[SOURCE DATA — start]
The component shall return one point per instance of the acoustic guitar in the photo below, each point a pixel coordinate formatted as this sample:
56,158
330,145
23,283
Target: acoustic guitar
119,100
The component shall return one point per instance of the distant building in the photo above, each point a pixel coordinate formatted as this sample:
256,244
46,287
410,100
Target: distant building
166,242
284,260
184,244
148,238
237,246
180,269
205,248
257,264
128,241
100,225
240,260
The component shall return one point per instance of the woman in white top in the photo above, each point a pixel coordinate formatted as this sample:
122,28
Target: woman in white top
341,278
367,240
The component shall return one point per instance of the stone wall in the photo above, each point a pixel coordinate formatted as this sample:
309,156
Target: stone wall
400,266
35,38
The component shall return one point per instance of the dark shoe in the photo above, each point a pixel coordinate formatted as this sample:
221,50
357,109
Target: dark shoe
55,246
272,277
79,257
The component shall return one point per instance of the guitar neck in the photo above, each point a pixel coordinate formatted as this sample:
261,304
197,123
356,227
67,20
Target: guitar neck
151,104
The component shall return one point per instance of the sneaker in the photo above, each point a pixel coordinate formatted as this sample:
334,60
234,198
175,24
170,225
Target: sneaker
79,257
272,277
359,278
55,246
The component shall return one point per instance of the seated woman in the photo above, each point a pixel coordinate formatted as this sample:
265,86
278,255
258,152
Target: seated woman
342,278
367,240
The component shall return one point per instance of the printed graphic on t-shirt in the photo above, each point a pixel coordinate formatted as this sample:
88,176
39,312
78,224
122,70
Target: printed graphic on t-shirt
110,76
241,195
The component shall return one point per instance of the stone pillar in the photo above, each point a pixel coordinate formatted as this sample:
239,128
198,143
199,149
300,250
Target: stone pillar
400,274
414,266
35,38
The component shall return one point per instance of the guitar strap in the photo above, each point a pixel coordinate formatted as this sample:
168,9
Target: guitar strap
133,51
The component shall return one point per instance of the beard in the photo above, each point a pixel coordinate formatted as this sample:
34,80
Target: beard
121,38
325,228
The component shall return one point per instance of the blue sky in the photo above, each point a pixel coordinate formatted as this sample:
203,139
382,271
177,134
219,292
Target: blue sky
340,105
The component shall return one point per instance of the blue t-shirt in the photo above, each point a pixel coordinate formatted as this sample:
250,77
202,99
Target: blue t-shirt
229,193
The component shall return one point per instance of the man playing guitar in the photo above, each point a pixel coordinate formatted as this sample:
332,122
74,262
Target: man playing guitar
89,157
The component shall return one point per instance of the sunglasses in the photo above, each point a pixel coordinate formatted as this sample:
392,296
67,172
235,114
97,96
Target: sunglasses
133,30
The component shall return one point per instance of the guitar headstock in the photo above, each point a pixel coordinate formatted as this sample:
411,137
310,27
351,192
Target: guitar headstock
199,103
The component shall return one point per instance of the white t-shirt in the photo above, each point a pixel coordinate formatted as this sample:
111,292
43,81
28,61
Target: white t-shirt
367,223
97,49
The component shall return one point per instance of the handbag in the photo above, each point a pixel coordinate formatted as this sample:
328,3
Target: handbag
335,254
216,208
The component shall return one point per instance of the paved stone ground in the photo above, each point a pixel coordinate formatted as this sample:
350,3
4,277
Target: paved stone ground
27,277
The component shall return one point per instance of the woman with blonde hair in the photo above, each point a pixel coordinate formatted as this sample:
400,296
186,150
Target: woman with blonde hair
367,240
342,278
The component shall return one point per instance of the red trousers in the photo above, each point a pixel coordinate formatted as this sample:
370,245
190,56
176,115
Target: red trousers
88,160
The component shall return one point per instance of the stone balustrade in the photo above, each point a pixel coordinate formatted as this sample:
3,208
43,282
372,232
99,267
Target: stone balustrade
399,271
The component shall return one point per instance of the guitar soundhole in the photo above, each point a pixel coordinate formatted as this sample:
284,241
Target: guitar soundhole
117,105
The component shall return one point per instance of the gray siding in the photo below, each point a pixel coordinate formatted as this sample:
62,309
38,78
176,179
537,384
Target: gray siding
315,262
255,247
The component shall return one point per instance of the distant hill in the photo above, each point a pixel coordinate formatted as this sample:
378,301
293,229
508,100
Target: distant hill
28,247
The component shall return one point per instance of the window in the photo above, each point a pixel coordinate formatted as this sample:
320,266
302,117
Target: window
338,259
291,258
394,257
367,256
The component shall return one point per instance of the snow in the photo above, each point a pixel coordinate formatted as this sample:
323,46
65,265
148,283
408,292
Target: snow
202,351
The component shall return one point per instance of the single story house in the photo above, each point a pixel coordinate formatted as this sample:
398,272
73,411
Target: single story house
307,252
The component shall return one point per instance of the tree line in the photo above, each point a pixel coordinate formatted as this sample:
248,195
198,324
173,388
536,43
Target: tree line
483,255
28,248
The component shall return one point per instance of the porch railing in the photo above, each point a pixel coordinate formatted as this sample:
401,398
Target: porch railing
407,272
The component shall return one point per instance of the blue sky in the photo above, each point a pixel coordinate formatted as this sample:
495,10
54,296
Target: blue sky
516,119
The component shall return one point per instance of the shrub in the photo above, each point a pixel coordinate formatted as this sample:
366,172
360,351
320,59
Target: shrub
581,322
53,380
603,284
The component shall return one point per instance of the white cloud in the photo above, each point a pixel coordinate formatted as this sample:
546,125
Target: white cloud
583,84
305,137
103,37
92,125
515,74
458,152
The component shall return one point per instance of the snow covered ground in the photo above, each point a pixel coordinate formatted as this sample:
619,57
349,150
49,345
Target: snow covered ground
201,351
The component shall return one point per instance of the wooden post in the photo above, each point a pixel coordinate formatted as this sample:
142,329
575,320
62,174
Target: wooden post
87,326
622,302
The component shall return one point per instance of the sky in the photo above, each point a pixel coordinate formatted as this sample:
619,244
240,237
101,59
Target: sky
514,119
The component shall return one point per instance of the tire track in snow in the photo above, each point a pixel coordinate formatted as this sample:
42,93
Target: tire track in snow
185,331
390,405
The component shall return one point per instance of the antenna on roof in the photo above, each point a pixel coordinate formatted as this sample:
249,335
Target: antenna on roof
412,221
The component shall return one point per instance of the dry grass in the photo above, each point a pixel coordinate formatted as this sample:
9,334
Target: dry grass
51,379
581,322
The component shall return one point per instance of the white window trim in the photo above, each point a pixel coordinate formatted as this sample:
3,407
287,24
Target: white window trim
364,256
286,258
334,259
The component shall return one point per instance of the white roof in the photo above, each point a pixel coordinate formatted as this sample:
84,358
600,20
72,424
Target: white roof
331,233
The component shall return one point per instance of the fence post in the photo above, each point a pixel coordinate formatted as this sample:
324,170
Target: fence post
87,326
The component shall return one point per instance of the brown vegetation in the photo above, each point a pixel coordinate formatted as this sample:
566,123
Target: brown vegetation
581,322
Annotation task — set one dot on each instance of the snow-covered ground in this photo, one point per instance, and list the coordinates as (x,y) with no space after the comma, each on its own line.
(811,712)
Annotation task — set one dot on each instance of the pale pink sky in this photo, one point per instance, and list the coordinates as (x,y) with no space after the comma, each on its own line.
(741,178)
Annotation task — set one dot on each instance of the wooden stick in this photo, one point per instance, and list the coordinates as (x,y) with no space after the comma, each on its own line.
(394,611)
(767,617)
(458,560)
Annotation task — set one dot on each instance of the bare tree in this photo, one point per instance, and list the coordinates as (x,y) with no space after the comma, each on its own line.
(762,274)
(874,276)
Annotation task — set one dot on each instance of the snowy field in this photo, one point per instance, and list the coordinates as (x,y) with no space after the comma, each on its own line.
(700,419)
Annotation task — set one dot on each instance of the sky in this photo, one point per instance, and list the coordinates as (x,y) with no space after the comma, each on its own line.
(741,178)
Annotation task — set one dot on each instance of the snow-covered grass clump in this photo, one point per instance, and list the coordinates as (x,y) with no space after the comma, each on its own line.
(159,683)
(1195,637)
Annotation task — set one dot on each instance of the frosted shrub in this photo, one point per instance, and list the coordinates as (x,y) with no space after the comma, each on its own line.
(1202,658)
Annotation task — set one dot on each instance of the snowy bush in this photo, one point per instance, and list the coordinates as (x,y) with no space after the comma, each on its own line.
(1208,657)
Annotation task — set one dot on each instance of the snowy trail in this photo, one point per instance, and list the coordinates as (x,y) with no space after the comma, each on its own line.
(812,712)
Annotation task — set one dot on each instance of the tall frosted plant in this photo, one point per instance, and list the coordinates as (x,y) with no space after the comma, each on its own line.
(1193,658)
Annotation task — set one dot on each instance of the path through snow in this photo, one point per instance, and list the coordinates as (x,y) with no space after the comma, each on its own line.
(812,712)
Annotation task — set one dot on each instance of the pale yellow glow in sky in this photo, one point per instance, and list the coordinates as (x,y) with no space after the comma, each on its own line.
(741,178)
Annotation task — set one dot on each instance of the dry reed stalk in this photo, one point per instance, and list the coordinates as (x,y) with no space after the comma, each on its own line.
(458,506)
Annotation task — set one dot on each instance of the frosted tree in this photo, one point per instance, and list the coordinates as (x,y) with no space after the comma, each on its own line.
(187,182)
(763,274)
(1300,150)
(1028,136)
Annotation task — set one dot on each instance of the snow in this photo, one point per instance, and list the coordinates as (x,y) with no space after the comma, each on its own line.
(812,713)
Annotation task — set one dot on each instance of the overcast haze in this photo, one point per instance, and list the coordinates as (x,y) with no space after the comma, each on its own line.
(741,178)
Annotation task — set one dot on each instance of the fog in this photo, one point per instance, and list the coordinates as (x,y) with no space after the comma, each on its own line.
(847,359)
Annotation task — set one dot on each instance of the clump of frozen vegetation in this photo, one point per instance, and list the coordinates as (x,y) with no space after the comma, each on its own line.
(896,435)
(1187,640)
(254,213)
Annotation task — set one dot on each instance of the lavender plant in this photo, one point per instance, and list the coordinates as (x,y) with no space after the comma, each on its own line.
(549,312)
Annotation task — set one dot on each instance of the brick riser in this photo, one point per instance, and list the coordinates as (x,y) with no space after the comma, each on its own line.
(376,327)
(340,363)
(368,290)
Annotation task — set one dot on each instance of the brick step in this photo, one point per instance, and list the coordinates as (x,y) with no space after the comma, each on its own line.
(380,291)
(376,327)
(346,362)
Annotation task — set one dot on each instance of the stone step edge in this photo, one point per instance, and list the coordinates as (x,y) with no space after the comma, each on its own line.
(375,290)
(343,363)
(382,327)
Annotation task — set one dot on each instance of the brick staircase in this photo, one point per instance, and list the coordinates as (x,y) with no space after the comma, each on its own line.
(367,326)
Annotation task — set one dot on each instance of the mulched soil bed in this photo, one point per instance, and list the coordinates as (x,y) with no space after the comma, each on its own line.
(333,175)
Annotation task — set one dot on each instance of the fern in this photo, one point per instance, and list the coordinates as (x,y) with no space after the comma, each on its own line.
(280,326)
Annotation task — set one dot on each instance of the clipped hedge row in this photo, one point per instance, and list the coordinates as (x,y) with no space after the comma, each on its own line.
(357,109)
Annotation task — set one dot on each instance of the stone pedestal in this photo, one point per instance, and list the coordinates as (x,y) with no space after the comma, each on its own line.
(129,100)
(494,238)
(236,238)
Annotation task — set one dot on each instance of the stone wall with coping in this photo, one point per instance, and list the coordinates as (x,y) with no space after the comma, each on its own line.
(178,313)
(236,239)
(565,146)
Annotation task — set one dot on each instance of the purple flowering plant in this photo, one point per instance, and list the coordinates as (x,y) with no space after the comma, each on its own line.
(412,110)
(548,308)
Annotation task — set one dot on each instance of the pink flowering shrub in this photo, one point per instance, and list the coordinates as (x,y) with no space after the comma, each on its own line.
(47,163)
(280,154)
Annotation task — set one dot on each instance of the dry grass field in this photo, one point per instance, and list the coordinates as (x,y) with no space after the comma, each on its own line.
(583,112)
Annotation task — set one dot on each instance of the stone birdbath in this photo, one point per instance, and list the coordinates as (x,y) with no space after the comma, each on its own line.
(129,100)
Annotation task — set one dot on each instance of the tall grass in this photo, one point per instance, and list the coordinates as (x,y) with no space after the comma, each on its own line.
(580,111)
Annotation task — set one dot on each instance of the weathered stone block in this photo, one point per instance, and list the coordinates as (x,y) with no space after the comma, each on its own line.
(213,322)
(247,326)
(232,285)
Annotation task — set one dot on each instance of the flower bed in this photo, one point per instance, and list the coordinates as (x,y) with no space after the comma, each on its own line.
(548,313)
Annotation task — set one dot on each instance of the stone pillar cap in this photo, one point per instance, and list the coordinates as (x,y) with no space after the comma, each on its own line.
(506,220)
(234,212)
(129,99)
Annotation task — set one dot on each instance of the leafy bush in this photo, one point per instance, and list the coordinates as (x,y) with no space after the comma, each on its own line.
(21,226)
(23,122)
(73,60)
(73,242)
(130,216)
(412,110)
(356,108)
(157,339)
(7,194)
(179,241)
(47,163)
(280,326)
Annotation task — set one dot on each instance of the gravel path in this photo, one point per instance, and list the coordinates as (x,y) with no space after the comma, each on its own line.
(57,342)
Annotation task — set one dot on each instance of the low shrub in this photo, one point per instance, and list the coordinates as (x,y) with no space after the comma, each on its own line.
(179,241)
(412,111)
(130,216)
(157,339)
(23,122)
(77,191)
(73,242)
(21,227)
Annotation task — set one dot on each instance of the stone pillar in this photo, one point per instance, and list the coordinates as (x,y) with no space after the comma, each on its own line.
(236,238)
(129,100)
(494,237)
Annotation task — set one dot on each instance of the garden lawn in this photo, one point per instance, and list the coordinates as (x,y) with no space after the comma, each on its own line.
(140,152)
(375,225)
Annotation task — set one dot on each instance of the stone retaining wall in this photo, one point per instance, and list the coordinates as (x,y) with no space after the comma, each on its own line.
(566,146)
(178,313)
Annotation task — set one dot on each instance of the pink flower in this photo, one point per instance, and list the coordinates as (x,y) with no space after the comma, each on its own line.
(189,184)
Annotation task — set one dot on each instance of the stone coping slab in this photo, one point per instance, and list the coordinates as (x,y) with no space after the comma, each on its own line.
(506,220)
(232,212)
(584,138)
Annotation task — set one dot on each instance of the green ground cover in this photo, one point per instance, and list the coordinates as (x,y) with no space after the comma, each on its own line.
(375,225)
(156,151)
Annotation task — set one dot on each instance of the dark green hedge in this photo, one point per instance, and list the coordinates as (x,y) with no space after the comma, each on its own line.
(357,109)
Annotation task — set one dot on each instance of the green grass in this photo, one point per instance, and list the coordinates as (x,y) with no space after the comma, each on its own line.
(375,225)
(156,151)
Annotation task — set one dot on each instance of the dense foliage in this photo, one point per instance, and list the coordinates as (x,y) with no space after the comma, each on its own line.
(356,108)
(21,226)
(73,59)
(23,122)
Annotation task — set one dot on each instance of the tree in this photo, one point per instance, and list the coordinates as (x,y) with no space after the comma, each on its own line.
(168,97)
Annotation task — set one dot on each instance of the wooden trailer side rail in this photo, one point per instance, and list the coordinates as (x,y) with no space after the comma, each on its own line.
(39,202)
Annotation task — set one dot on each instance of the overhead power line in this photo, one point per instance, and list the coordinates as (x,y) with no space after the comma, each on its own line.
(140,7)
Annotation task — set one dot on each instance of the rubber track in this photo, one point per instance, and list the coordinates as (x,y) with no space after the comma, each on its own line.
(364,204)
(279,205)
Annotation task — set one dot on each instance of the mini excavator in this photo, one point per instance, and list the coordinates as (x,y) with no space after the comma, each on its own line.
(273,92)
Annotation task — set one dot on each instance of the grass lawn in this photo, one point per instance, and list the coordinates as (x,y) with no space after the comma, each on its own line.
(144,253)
[SOURCE DATA — finish]
▸ **TASK ITEM**:
A single number is required: the count of lines in the records that include the string "below".

▸ **THE ANSWER**:
2